Work to do: Reproduce every line of the data below word for word, omitting the pictures from your answer.
:: Given information ::
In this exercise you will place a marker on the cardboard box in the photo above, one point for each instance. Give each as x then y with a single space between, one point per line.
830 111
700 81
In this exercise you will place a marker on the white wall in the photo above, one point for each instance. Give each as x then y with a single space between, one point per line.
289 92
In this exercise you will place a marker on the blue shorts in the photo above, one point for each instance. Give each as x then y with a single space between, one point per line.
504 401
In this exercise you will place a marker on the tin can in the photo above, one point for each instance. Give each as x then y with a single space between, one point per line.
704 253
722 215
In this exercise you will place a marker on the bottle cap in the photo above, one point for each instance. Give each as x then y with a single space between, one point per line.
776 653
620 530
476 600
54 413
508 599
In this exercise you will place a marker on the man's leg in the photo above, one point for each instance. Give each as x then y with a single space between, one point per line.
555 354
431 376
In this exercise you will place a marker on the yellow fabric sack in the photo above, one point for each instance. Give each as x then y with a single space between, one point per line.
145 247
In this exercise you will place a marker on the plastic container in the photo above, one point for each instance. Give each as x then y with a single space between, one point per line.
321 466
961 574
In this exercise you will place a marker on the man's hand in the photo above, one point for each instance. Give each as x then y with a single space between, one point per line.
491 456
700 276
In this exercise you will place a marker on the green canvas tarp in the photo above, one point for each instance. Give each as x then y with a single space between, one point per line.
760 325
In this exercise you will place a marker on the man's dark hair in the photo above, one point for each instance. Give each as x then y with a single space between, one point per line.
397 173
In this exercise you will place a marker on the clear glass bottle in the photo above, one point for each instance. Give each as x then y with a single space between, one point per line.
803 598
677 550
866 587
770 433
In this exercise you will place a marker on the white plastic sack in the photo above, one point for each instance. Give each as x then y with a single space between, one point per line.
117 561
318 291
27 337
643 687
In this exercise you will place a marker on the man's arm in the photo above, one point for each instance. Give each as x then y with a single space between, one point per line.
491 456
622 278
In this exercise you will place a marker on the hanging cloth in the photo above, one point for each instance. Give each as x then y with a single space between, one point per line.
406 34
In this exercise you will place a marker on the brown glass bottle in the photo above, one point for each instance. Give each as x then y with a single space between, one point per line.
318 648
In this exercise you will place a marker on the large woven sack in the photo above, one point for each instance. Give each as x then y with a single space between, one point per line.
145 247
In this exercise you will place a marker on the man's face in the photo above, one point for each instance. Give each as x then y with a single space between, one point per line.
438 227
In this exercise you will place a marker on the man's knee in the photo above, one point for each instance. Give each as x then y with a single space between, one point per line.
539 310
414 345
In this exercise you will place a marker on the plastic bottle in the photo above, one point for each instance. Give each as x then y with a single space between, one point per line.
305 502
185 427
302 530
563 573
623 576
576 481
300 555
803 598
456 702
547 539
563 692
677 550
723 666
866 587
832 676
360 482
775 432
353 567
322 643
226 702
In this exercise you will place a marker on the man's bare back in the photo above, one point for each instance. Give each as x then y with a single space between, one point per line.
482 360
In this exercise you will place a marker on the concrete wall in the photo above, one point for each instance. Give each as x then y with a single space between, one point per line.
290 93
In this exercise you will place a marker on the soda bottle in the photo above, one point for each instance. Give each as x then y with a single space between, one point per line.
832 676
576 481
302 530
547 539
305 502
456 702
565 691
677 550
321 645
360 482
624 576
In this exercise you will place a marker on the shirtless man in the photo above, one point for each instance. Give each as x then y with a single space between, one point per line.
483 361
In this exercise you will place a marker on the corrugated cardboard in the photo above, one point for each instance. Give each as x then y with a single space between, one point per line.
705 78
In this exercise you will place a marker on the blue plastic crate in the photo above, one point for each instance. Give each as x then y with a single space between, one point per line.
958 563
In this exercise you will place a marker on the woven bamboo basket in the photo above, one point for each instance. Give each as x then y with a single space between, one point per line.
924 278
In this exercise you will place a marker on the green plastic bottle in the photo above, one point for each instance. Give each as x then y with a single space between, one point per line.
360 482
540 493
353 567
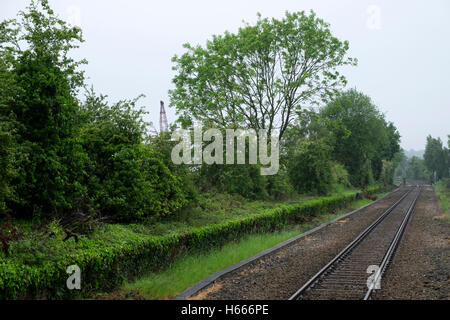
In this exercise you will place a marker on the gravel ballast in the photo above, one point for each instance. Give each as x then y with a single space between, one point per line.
421 267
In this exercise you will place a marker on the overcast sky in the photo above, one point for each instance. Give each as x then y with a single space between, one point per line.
403 48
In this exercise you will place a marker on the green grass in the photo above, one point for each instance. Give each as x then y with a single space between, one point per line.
187 270
442 190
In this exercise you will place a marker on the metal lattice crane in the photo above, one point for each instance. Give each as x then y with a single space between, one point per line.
163 126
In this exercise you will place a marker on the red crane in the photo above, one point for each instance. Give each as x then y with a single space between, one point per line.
163 126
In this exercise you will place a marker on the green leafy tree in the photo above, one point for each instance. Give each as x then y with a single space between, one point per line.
8 144
436 159
310 167
260 76
44 107
126 179
416 170
362 137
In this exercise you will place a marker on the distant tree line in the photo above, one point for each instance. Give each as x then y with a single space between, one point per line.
434 166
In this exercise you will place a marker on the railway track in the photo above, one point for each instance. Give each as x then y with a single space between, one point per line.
355 273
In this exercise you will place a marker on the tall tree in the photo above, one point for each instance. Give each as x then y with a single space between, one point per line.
45 106
435 157
260 76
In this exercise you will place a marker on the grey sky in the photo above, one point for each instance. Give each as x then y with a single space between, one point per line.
404 60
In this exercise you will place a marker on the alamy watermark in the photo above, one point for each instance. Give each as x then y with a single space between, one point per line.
213 153
374 280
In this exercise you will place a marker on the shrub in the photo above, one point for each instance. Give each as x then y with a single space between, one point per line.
106 263
310 167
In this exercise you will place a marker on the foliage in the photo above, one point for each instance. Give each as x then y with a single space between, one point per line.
260 76
106 262
436 158
416 170
310 167
362 137
340 175
126 178
44 108
9 233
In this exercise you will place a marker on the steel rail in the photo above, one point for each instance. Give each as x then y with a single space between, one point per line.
349 248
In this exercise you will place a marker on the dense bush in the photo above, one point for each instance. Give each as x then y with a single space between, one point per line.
126 179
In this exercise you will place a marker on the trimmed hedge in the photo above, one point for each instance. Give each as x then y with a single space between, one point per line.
103 267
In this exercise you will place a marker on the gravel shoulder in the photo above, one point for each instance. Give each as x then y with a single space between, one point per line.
279 274
421 267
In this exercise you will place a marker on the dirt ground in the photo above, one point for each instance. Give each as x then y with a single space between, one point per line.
421 267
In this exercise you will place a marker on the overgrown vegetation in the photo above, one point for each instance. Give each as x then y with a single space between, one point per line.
73 167
442 189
:::
Answer to this task:
In this exercise you will place a marker on the cardboard box in the photo above, one point for each instance. Give each as x then y with a single space between, one point per line.
830 111
700 81
In this exercise you will place a marker on the white wall in the photo above, one point for each instance. Give each as x then y with a single space between, one point per line.
289 92
In this exercise you will place a marker on the blue shorts in the photo above, one point for each instance. Give each as x then y with a single space between, one point per line.
504 401
In this exercise you will place a marker on the tin can in the photo above, one point for each instance. Give each as x then y with a single space between, one point per line.
704 253
722 215
In this exercise you will place a marker on the bottle cap in the photo above, one point for each instance. Give each as x then y with a single space between, one point per line.
776 653
620 530
476 600
54 413
508 599
In this exercise you will place a marker on the man's leg in the photo above, one point for each instance. Give each as x then y with a single space between, one point per line.
555 354
431 376
In this exercise you will place a marker on the yellow fabric sack in the photo above, one point for each instance. Give each as x then y with a single space between, one point per line.
145 247
In this exercise you will place a marker on the plastic container in the photo above, one point for each instance. Give each as x then y with a single space between, one point per line.
321 466
961 574
In this exercise you will place a marker on the man's hand in the photo above, one point for each instance. Give each as x then y with a single space between, one point per line.
491 456
700 276
In this exercise you will place a marker on the green canvas tarp in the photo above, one point for each instance. Give each as x then y with a single space between, one point per line.
760 325
In this exercise you will place a marker on the man's dark hair in the photo above, one point for each instance. Give each as x then y with a single space between, one point per line.
397 173
In this exercise you will place a marker on the clear glass bottle in the photo above, one point for each instance. Give each as x then y with a single space between, one point per line.
803 598
677 550
866 587
770 433
In this exercise you will place a marker on the white plastic sack in the photo above, one point for each instance. Give each as x then y with a single space between, one point per line.
117 561
318 291
27 337
643 687
In this exercise you will place a marker on the man's arm in the photo above, one point for each instance. Give each as x then y with a single space between, one point per line.
491 456
622 278
In this exercise you will place a marker on the hanging cloth in the photo above, one point for each instance. Give each as x then y with a single space between, one point per line.
406 34
In this exercise you will place a marker on the brown glass bottle in the photo above, one point for each instance. Give each as x then y with a single space between, one point per line.
318 648
In this exercise you will place a marker on the large woven sack in the photo above, one point for each instance. Give each as x then y with a single space between, one point per line.
145 247
In this exercise you will place a marker on the man's face in the photo above, one point for each instance. Give each as x then y with a single space between, one point per line.
438 227
In this exercise you will place a marker on the man's knee in the photo above, one point for each instance. Give each as x then y with a single space between, one point per line.
539 310
414 345
In this exercise you will place a marker on the plastic bottle in the photo above, one point for each instance. Give each as x then y with a single space between, one point per line.
305 502
185 427
302 530
563 573
623 576
576 481
300 555
803 598
456 702
547 539
563 692
677 550
723 666
866 587
832 676
360 482
775 432
353 567
322 643
226 702
In this exercise you will place a marker on the man's bare back in the photo above, one point for each instance. Give each as x then y with a single space between, one point per line.
482 360
In this exercise you will place a marker on the concrete wall in the photo above, one point for each instance. Give each as x then y with a single space between, one point per line.
290 93
In this exercise you will place a marker on the soda bottle in the photo above, one point for each instance. Give each as x then y with a single space between, one point per line.
832 676
576 481
302 530
547 539
305 502
456 702
565 691
677 550
321 645
360 482
624 576
In this exercise you will place a marker on the shirtless man in the photo above, one point for each instance. Give each as x then y with a single space between, one point per line.
483 361
In this exercise you will place a marker on the corrugated cardboard in the photo above, one point for each instance. Give each as x then y with a single space between, one point per line.
705 78
In this exercise you will place a marker on the blue plastic crate in the photo above, one point for each instance. Give each as x then y with a single space between, one point per line.
958 563
In this exercise you will place a marker on the woven bamboo basket in the photo above, one point for each instance. Give each as x then y with a single space between, one point per line.
924 278
In this exercise you will place a marker on the green plastic bottle in the photo above, one point for each instance. Give each as x then y with a single space between, one point per line.
360 482
540 493
353 567
In this exercise you will place a marker on the gravel ballast in the photo above, one point for each instance. Give each as x then y with a single space between, one point per line.
421 267
In this exercise you will place a marker on the overcast sky in the photo above, one point for each instance. Give each as x then y with a single space between, one point per line.
403 48
In this exercise you will place a marker on the green grass in the photo above, one point for each instance. Give each as x then y with a single space between, one point per line.
187 270
442 190
In this exercise you will place a marker on the metal lattice crane in the photo above, one point for each instance. Give each as x then y with a single space between, one point per line.
163 126
In this exercise you will place a marker on the red crane in the photo above, one point for each instance. Give each as x then y with a single space between, one point per line.
163 126
In this exercise you will place a marker on the green leafy tree in the photo above, one point for each instance. Give each as x then y with a single space between, one point per line.
8 144
436 159
310 167
260 76
44 107
126 179
416 170
362 137
In this exercise you will place a marker on the distant tree line in the photo above, one point for each instance. Give each as x then y with a single space between, one point per line.
434 166
In this exercise you will place a marker on the railway track in the photo above, one point for each instance. Give each as x then y with a single space between, one point per line.
355 273
In this exercise you will place a marker on the tall tree in the photo above, one point for each instance. Give each as x then y with a single space between, one point per line.
45 106
435 157
260 76
In this exercise you will place a marker on the grey sky in the photo above, one point for each instance. Give each as x then y with a single space between, one point per line.
404 60
In this exercise you will place a marker on the alamy watermark in the photo above, one point for each instance. Give each as x then y with a single space between, one point per line.
213 153
374 280
In this exercise you will place a marker on the shrub in the photo above, one point for each instance. Give each as x then y with a single space between, one point per line.
106 263
310 167
In this exercise you will place a marker on the foliage in the photo above, one point for each instance. Give each as x then y with a single space between, one point per line.
260 76
106 262
436 158
416 170
310 167
362 137
340 175
126 178
44 108
9 233
In this exercise you will place a marker on the steel rail in the photo above, one point for each instance. Give each as x then y with a single space between, one point per line.
349 248
In this exercise you will place a marker on the dense bush in the photo above, one point for each instance. Give each as x then y with a single space between, one point per line.
126 179
In this exercise you will place a marker on the trimmed hedge in the photo above, one point for each instance. Give each as x then y with a single space between, one point per line.
103 267
In this exercise you will place a marker on the gravel shoulder in the photo above, one point for each instance. Give each as x then y with a single space between, one point per line.
279 274
421 267
In this exercise you will place a marker on the dirt ground in the photo above, one point for each instance. Give each as x then y with a single space between, one point per line.
421 267
In this exercise you will place a marker on the overgrown vegetation in the photo above, one point for each instance. Give each as x then y with a single space between, one point per line.
73 167
442 189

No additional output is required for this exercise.